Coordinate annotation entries
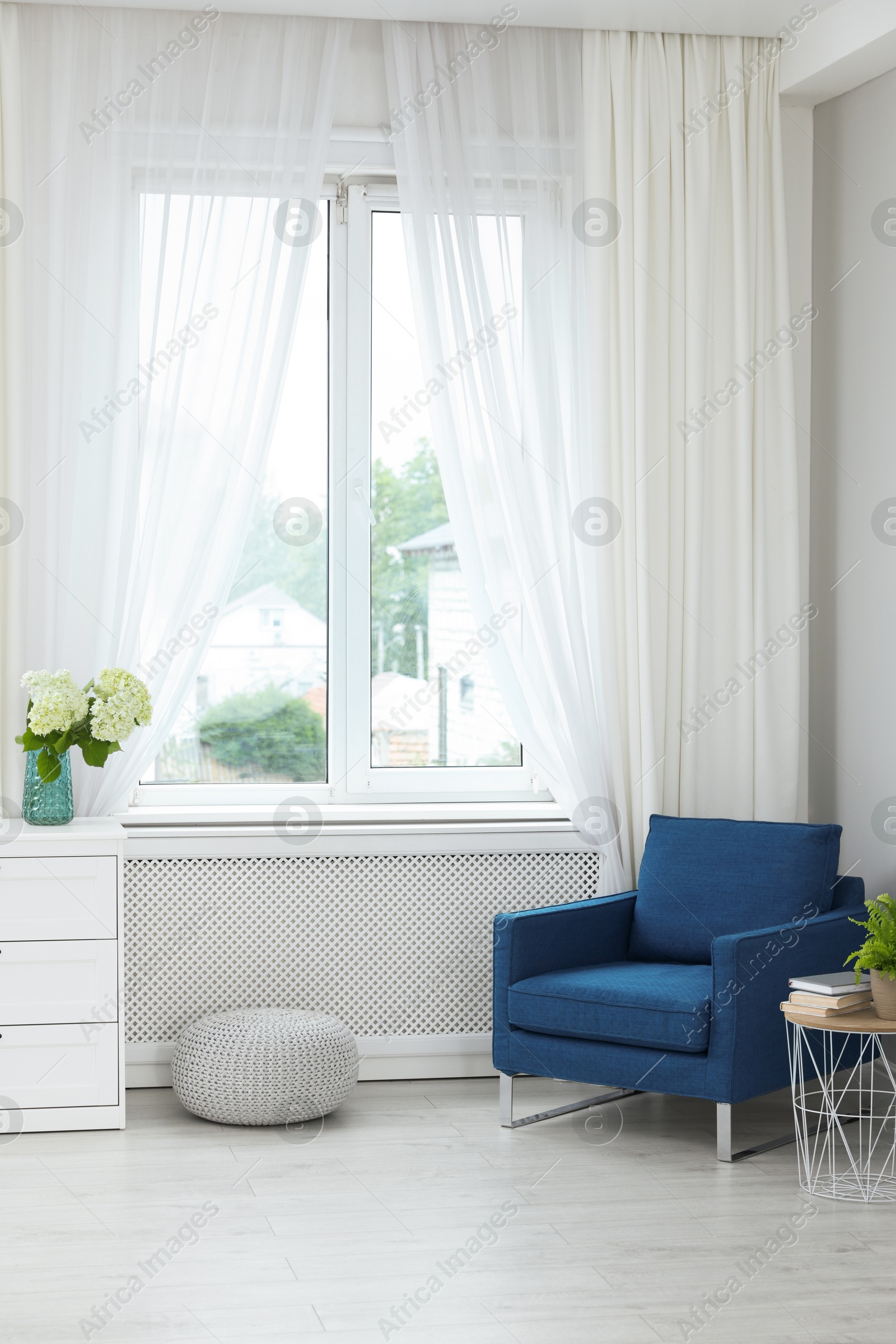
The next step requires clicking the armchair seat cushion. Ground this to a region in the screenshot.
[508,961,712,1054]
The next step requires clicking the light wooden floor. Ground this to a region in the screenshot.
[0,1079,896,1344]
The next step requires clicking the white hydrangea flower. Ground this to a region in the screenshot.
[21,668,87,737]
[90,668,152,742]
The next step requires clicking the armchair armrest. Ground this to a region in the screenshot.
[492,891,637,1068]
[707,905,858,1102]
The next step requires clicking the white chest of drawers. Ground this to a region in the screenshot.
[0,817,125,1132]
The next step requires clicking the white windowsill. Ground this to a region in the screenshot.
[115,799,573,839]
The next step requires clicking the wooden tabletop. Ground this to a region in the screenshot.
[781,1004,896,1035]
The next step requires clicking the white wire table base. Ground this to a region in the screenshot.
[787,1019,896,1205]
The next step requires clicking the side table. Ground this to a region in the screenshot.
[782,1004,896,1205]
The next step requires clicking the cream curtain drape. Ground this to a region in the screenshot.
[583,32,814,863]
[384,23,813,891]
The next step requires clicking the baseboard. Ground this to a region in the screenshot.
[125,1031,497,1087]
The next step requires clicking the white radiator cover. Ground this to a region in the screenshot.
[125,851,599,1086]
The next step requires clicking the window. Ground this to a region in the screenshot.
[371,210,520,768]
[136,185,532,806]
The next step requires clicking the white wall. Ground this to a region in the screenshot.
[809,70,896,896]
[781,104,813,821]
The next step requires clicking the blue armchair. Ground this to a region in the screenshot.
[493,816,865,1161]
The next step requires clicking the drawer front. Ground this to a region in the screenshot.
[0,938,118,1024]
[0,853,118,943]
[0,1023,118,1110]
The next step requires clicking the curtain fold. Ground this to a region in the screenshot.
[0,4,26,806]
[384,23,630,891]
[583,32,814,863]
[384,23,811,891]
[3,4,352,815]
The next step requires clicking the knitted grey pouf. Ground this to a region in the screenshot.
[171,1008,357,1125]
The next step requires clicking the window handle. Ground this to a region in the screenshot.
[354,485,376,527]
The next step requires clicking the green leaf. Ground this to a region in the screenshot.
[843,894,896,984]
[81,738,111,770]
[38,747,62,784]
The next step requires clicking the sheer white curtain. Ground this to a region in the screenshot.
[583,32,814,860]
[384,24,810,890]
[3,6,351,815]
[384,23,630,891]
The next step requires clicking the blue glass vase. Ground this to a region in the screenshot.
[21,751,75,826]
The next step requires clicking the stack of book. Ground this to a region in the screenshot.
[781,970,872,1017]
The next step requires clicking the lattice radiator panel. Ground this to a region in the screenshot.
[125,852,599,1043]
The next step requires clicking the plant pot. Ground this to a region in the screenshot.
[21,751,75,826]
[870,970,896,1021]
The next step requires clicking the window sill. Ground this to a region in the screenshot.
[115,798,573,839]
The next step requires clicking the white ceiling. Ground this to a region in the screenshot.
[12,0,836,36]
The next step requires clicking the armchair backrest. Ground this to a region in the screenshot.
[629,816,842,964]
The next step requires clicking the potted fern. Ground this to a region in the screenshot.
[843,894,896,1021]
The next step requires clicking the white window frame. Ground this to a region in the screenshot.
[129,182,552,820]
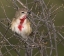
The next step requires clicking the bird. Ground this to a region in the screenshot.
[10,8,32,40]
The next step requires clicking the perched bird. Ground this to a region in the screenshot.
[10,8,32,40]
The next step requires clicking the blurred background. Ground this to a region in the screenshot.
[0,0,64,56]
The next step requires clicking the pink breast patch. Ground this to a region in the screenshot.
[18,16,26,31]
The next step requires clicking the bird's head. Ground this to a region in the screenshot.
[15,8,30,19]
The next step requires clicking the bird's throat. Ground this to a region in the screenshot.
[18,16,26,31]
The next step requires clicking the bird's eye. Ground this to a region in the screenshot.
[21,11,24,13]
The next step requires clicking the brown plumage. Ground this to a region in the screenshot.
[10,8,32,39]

### EXERCISE BRIEF
Write out every item above word for word, leaving out the pictures.

### FINISHED TASK
The next step requires clicking the armchair seat cushion. Ground this to a region in the screenshot.
[508,961,712,1054]
The next step requires clicking the light wooden floor. Ground this to a region in the screenshot.
[0,1079,896,1344]
The next step requires clicking the white hydrangea flower. Ground this to a region in the screenshot.
[21,668,87,737]
[90,668,152,742]
The next step requires clicking the armchair armrest. Ground this to a region in the screenshot.
[492,891,637,1068]
[707,905,858,1102]
The next step requires clicking the white chest of drawers. Ground this to a region in the screenshot.
[0,817,125,1132]
The next step requires clicking the white windowsill. Ground this to a region in the screenshot.
[115,799,573,839]
The next step requires clicking the wooden tabletop. Ground this to a region in the screenshot.
[781,1004,896,1035]
The next step requires clicking the white wire table base. Ground this to a region in the screenshot.
[787,1019,896,1205]
The next step requires clicking the side table. Ground this to a region in the screenshot.
[782,1004,896,1205]
The next step requires clicking the cream curtain drape. Ground this to a region in the screenshot.
[583,32,814,863]
[384,23,813,891]
The next step requires clicking the baseboard. Ground this to a region in the screenshot.
[125,1031,497,1087]
The next step requires clicking the white radiator cover. Ground this to a region in the screenshot.
[125,851,599,1086]
The next step requires clicking the window. Ground this to a region in the screenshot.
[371,210,520,768]
[136,185,532,806]
The next step requires clicking the white wall. Ground this to a region in the screenshot.
[809,70,896,896]
[781,104,813,821]
The next step requires clicking the blue armchair. Ground this to a region in the screenshot.
[493,816,865,1161]
The next step requires clicking the drawer front. Ground this to a region in the screenshot.
[0,938,118,1024]
[0,853,118,943]
[0,1023,118,1110]
The next step requires clicking the curtain fold. Ground this to a region in the screenshot.
[0,4,26,806]
[384,23,630,891]
[583,32,814,863]
[384,23,811,891]
[3,4,352,815]
The next step requires clicking the knitted grey pouf. Ground this to a region in the screenshot.
[171,1008,357,1125]
The next step requires clicking the window handle. Ground this to a region in the screenshot.
[354,485,376,527]
The next step requires clicking the green leaf. Ground this to a region in the screenshot.
[843,894,896,984]
[81,738,111,770]
[38,747,62,784]
The next step requires clicking the sheer white curtain. Ground this to a region in the screenshot.
[583,32,814,860]
[384,24,810,890]
[3,6,351,815]
[384,23,630,891]
The next step requires clicking the blue glass vase. Ground this to a region in the screenshot.
[21,751,75,826]
The next step requires clicking the stack of book. Ground this to a region in the screenshot.
[781,970,872,1017]
The next step requires clicking the lattice radiator panel. Ground this to a region in the screenshot.
[125,852,599,1043]
The next step requires clicking the plant pot. Ground this to a region in the screenshot.
[21,751,75,826]
[870,970,896,1021]
The next step requires clicking the window sill. Ground this to a region in the screenshot.
[115,798,573,839]
The next step requires clicking the white ceiling. Ground this to a region in the screenshot.
[12,0,836,36]
The next step requires clicking the armchair backrest. Ground this to a region in the screenshot.
[629,816,842,964]
The next step requires clicking the potted fern. Ground this to a region in the screenshot.
[843,894,896,1021]
The next step requires clicking the white window frame. Ground this to a region in the screenshot.
[129,182,552,820]
The next step requires clicking the bird. Ground this to a region in the screenshot.
[10,8,32,40]
The next step requires clicking the perched bird. Ground this to a region in the screenshot.
[10,8,32,40]
The next step requires clicking the blurred background. Ground this to a region in the screenshot.
[0,0,64,56]
The next step requires clicking the pink breast patch. Ground this to a region in the screenshot.
[18,16,26,31]
The next step requires clicking the bird's head. Ground this to a region in the screenshot.
[15,8,30,19]
The next step requires clicking the bird's throat. Ground this to a region in the screenshot.
[18,16,26,31]
The next step requires clicking the bird's eye. Ground this to a region in the screenshot.
[21,11,24,13]
The next step requires clicking the brown plumage. Ground this to a region in the screenshot.
[10,8,32,39]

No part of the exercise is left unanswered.